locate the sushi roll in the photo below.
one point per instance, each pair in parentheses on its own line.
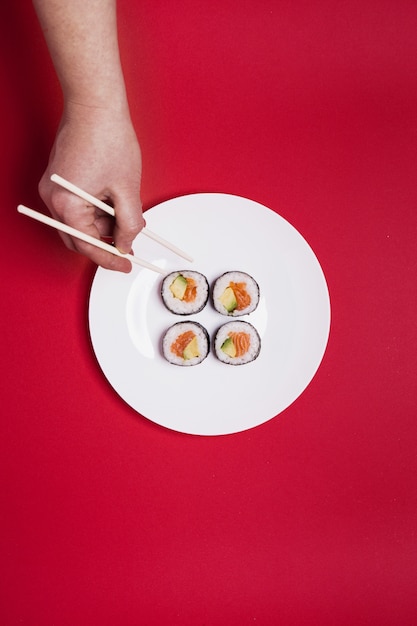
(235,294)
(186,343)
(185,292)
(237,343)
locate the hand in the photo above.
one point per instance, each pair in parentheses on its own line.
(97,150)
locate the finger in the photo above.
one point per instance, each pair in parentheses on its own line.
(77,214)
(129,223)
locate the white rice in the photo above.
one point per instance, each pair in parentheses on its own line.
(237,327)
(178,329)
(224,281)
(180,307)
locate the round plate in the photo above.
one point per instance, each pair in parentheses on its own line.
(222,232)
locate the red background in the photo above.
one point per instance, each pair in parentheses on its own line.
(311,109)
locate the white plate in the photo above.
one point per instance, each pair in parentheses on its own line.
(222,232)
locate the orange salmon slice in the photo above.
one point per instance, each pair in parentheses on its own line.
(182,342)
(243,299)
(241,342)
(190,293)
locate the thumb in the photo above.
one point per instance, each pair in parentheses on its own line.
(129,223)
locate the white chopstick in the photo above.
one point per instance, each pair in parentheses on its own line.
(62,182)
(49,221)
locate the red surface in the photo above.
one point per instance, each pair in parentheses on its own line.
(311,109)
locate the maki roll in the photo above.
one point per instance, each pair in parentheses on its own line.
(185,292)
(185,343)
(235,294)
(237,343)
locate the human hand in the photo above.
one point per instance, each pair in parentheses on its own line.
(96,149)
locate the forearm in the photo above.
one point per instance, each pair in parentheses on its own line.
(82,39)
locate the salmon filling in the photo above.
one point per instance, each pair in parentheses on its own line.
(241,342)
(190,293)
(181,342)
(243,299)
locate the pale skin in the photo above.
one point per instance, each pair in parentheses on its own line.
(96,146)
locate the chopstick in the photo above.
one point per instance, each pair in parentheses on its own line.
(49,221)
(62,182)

== == ==

PROBLEM TO WORK ON — Recast all of the records above as a Markdown table with the columns "Row" and "Line," giving each line a row number and skipping blank lines. Leave the pictures out of the table.

EXERCISE SOLUTION —
| Row | Line |
|---|---|
| 1 | locate the sushi roll in the photo below. |
| 2 | one point per instance, each pair in parentheses on its own line. |
| 3 | (235,294) |
| 4 | (186,343) |
| 5 | (185,292) |
| 6 | (237,343) |
| 7 | locate the hand in the photo above. |
| 8 | one point per instance, each pair in parentheses on its own line. |
| 9 | (97,150) |
| 10 | locate the finger in the photo above. |
| 11 | one point per instance, each pair in parentheses on its own line. |
| 12 | (77,214) |
| 13 | (129,223) |
| 14 | locate the white rice in the photo above. |
| 15 | one point per instance, each pair in parentheses on its own line. |
| 16 | (237,327) |
| 17 | (178,329) |
| 18 | (224,281) |
| 19 | (180,307) |
| 20 | locate the round plate in the photo above. |
| 21 | one point per instance, each pair in parentheses on its own line. |
| 22 | (222,232) |
| 23 | locate the red background in the photo above. |
| 24 | one point per instance, each pair in parentheses on its own line. |
| 25 | (311,109) |
| 26 | locate the white plate in the photo above. |
| 27 | one point per instance, each pair in parentheses on its own line. |
| 28 | (222,232) |
| 29 | locate the orange salmon slice in the photo above. |
| 30 | one point per instance, each pair in parentheses on its own line. |
| 31 | (182,342) |
| 32 | (243,299) |
| 33 | (241,342) |
| 34 | (190,293) |
| 35 | locate the thumb in the photo above. |
| 36 | one point per instance, each pair in parentheses on its own line. |
| 37 | (129,223) |
| 38 | locate the white chopstick in the photo above. |
| 39 | one point per instance, each pair in parentheses on its own line. |
| 40 | (62,182) |
| 41 | (49,221) |
| 42 | locate the red surface in the photo above. |
| 43 | one point per instance, each pair in parentheses on its own line. |
| 44 | (311,109) |
| 45 | locate the maki roll in the photo above. |
| 46 | one point per instance, each pair in parentheses on its own line. |
| 47 | (185,292) |
| 48 | (185,343) |
| 49 | (235,294) |
| 50 | (237,343) |
| 51 | locate the human hand in the photo above. |
| 52 | one point per instance, each pair in parentheses on its own line. |
| 53 | (96,149) |
| 54 | locate the forearm in the photo above. |
| 55 | one point per instance, each pair in parentheses on its own line. |
| 56 | (82,39) |
| 57 | locate the salmon filling in the photo above. |
| 58 | one point per instance, each pair in parentheses on its own line. |
| 59 | (241,342) |
| 60 | (190,293) |
| 61 | (181,342) |
| 62 | (243,299) |
| 63 | locate the pale skin in the photo above. |
| 64 | one point per instance, each pair in parentheses on its own line. |
| 65 | (96,146) |
| 66 | locate the chopstick in the photo above. |
| 67 | one point per instance, each pair in parentheses on its own line. |
| 68 | (49,221) |
| 69 | (62,182) |